===== 文書抜粋

07年参院選の大勝により参院で野党が過半数となったことを受け、自衛隊によるインド洋での給油活動など政府・自民党が進めてきた対米貢献策に反対してきた民主党。だが政権交代が現実味を帯びるようになって同党は当面、給油活動の継続を容認する方針に転換するなど、対米関係の「修正」へ動き始めている。党内に「右」から「左」までさまざまな立場の議員を抱え、次期衆院選で政権を獲得した際にはその「幅広さ」が「アキレスけんになる」ともささやかれる同党の外交安保政策。その問題点と将来の課題を考えた。
■寄り合い所帯
毎日新聞が入手した民主党の次期衆院選マニフェストの原案となる「09年政策集」。その外交安保部分で同党は、日米関係を「対等な相互信頼関係」と位置付け、「新時代の日米関係を確立」する考えを示している。
だが民主党の外交安保政策は、政権交代が現実味を帯びた現在、米側に正しく伝わっているだろうか。最大の問題は「党内の意見が集約されずに議論が先送りされてきた結果、政策の統一された具体像が見えない」(党中堅議員)ことだ。
「民主党は国連中心主義だが、中国が尖閣諸島を攻撃したらどうするのか。国連安保理に問題を持ち込んでも中国は拒否権を発動する。その時、あなた方は『安保理決議が得られない』と言って、何もしないのか」
6月18日。国会内で開かれた民主党議員の外交安保勉強会に招待されたケビン・メア在沖縄米総領事はそう疑問を呈した。出席議員らは「我々は個別自衛権を否定したことは一度もない。誤解だ」と反論したが、衝撃は隠せなかった。
メア氏は8月に米国務省日本部長に就任する対日政策の中心人物。勉強会に出席した渡辺周衆院議員は「民主党の政策が、対日外交の専門家に誤解されるほど分かりにくいことを痛感した」と言う。
「分かりにくさ」は、自民党、旧社会党などさまざまな政党出身者が集まった結党の歴史に由来する。党内の「最大公約数」を模索した結果、98年の結党時に掲げた外交安保の基本政策は「国際社会の利益と調和させつつ、わが国の安全と主体性を実現していく『外交立国・日本』をめざす」と、抽象的な内容となった。
党の基本政策に具体性が欠けたまま、過去の党代表は、外交安保に関する持論を発信してきた。だが代表によって考え方が違い、「民主党は代表交代の度に外交スタンスが変わる」と指摘された。

==========
===== データ一覧

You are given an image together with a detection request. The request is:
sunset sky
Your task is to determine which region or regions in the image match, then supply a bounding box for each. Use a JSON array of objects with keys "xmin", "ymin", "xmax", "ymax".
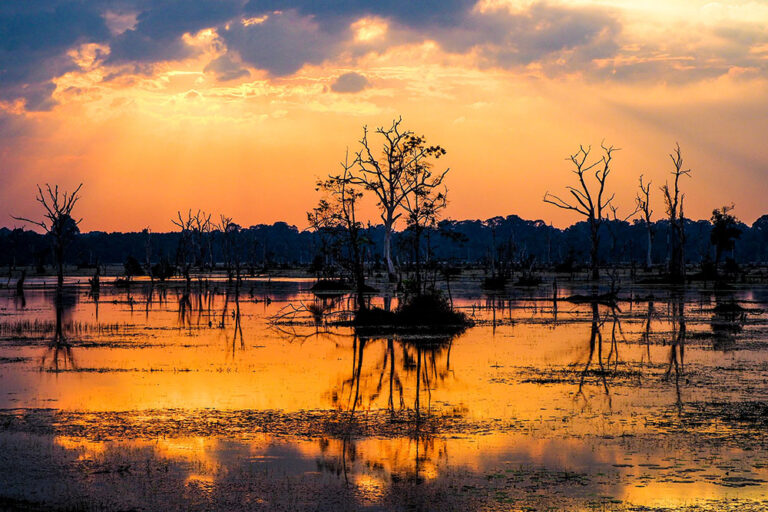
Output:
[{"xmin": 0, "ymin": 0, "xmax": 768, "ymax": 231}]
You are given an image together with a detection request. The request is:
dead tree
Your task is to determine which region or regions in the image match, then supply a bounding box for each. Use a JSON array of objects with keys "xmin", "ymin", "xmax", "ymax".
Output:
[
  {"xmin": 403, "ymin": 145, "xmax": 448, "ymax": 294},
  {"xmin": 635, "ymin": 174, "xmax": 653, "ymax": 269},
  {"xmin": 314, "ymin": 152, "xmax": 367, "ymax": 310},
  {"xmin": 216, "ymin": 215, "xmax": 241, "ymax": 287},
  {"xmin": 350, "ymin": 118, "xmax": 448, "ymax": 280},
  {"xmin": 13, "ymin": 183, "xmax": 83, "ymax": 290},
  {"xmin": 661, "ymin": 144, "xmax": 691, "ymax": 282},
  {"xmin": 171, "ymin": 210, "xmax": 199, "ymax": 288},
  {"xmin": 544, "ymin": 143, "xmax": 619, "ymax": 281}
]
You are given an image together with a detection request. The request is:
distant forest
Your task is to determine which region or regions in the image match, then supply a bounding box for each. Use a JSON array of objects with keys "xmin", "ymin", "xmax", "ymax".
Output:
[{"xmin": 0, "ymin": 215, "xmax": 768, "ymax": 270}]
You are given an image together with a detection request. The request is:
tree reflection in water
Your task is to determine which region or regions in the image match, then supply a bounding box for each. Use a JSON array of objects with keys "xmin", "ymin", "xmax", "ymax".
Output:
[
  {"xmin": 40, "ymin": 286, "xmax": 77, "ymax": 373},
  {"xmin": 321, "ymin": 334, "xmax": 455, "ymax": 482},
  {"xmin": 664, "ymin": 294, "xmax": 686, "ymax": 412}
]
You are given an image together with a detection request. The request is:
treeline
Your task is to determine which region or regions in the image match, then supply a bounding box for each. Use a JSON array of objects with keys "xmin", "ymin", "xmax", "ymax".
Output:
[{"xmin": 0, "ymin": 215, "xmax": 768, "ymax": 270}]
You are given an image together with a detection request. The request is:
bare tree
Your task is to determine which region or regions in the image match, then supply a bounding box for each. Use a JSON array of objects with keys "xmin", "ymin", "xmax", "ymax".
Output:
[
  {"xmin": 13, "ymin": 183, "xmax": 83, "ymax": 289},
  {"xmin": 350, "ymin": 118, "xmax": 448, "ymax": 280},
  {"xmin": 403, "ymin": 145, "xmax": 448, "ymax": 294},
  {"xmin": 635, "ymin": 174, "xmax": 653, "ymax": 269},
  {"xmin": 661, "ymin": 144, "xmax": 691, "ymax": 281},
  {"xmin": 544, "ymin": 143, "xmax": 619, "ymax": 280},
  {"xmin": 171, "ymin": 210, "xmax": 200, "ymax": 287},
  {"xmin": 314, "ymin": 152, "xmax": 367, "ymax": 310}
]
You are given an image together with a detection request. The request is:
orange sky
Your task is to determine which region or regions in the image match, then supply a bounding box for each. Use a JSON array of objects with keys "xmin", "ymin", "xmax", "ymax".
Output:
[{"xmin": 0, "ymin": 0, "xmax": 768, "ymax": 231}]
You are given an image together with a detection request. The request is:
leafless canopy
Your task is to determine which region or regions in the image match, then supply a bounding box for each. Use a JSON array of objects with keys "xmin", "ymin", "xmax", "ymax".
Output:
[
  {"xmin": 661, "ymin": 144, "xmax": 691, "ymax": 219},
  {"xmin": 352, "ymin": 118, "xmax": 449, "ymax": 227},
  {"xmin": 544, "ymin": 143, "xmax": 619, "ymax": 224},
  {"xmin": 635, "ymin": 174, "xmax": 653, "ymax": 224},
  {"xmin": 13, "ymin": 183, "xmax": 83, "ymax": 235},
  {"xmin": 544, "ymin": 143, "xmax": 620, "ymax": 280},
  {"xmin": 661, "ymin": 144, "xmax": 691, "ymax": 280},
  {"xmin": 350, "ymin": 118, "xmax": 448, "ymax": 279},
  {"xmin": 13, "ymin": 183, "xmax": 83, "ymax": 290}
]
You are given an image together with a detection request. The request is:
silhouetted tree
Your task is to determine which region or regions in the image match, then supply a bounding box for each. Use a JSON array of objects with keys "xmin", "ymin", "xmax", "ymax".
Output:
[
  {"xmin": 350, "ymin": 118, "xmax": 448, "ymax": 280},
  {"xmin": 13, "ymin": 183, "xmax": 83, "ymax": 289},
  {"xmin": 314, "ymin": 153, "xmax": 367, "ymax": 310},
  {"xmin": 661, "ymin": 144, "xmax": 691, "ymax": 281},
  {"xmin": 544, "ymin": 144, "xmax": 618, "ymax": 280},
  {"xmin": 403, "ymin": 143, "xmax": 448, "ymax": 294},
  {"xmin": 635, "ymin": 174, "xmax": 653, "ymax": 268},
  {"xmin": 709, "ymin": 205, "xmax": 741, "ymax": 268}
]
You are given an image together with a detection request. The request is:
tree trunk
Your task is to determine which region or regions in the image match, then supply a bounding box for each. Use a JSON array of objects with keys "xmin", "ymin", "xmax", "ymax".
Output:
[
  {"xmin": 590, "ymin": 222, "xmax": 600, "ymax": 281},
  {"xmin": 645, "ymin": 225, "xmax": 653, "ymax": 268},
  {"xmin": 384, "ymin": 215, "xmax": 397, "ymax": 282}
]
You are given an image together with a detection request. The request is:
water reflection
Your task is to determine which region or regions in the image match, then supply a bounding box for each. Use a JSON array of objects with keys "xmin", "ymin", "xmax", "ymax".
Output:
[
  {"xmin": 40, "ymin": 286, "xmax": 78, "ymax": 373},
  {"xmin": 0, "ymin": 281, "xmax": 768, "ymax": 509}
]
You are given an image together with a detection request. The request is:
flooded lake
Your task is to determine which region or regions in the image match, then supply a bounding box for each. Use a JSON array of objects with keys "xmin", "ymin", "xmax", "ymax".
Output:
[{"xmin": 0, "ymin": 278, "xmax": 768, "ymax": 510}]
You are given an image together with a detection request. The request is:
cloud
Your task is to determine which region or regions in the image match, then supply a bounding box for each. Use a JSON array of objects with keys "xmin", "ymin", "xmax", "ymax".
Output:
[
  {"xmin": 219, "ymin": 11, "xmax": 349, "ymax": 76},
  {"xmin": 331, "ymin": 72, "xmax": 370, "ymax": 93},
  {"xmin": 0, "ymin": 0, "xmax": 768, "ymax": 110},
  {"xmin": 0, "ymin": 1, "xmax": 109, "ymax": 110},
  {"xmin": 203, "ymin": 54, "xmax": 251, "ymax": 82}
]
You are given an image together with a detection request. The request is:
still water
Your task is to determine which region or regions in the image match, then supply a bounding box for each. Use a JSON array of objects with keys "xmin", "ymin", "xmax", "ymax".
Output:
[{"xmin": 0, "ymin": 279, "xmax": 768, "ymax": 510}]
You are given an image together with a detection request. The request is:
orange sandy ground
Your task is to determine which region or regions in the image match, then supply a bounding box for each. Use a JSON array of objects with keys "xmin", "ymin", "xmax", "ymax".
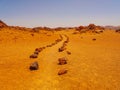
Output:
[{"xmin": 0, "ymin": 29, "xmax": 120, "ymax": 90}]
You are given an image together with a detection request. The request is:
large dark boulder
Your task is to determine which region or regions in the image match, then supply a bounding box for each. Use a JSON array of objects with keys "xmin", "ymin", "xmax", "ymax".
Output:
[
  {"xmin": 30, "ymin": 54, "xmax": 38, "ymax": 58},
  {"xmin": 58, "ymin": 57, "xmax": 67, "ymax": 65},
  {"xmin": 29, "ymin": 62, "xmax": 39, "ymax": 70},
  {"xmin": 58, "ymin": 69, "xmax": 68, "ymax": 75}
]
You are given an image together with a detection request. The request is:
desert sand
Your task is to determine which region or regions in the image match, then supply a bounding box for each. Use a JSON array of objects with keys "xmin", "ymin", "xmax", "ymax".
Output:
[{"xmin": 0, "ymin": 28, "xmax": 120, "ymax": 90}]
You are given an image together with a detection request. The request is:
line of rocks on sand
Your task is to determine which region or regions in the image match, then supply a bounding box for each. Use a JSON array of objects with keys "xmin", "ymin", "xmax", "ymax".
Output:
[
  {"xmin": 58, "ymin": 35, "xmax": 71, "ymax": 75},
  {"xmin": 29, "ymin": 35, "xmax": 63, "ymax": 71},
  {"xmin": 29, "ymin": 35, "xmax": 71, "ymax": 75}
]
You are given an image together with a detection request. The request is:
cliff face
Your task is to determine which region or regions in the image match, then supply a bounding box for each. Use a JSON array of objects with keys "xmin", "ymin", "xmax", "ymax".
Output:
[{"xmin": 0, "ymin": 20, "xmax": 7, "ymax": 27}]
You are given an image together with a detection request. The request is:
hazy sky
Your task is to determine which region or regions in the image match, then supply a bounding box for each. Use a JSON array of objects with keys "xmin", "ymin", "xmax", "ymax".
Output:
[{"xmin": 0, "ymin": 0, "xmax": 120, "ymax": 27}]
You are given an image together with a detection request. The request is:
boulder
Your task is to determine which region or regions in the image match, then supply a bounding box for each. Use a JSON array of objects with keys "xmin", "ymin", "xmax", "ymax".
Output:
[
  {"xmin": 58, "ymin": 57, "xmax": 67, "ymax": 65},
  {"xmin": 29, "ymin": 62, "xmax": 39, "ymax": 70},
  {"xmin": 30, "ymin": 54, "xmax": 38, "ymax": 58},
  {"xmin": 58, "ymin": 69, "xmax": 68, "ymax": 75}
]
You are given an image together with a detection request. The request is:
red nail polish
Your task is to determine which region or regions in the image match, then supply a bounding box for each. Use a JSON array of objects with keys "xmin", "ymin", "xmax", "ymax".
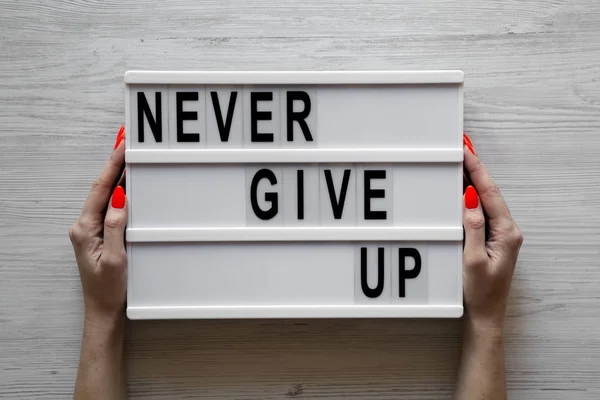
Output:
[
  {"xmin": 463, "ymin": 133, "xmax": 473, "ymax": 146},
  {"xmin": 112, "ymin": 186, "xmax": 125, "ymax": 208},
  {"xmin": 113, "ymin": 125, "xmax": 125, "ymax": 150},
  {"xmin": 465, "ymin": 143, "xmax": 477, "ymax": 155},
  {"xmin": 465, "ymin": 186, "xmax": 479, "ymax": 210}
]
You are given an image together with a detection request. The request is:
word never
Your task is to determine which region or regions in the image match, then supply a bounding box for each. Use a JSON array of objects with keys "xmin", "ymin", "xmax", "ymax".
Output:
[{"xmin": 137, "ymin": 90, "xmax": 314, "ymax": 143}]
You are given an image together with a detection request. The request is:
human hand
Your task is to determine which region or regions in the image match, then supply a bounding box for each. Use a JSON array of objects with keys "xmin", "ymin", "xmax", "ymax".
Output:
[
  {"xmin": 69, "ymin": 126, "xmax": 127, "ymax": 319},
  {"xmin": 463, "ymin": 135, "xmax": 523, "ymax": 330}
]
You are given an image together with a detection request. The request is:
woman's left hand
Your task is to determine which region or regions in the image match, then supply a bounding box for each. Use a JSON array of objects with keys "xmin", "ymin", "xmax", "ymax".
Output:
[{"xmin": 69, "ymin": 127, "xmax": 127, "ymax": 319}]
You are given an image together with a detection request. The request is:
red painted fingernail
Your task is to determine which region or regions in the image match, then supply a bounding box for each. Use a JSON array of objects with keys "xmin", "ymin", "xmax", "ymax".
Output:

==========

== 設定課題 1 ==
民主党の外交安保政策についての文章のうち、「だが民主党の外交安保政策は、」から「が得られない』と言って、何もしないのか」」までを、両端も含めて一字一句そのまま書き写せ。
== 設定課題 2 ==
民主党の外交安保政策についての文章によると、ケビン・メア氏は8月にどの役職に就任するか。
== 設定課題 3 ==
次の(a)〜(c)が民主党の外交安保政策についての文章の内容と合っているか、それぞれ「はい」か「いいえ」で答え、判断の根拠となる本文の語句をそのまま引用せよ。
(a) 民主党議員の外交安保勉強会は、6月18日に国会内で開かれた。
(b) 民主党は、インド洋での給油活動をすぐに中止する方針に転換した。
(c) ケビン・メア氏は、駐日米国大使として勉強会に招かれた。
記録は、民主党の外交安保政策についての文章とは関係がない。

== 正解 1 ==
だが民主党の外交安保政策は、政権交代が現実味を帯びた現在、米側に正しく伝わっているだろうか。最大の問題は「党内の意見が集約されずに議論が先送りされてきた結果、政策の統一された具体像が見えない」(党中堅議員)ことだ。
「民主党は国連中心主義だが、中国が尖閣諸島を攻撃したらどうするのか。国連安保理に問題を持ち込んでも中国は拒否権を発動する。その時、あなた方は『安保理決議が得られない』と言って、何もしないのか」

== 正解 2 ==
米国務省日本部長。

== 正解 3 ==
(a) はい。「6月18日。国会内で開かれた民主党議員の外交安保勉強会」
(b) いいえ。「当面、給油活動の継続を容認する方針に転換する」
(c) いいえ。「招待されたケビン・メア在沖縄米総領事」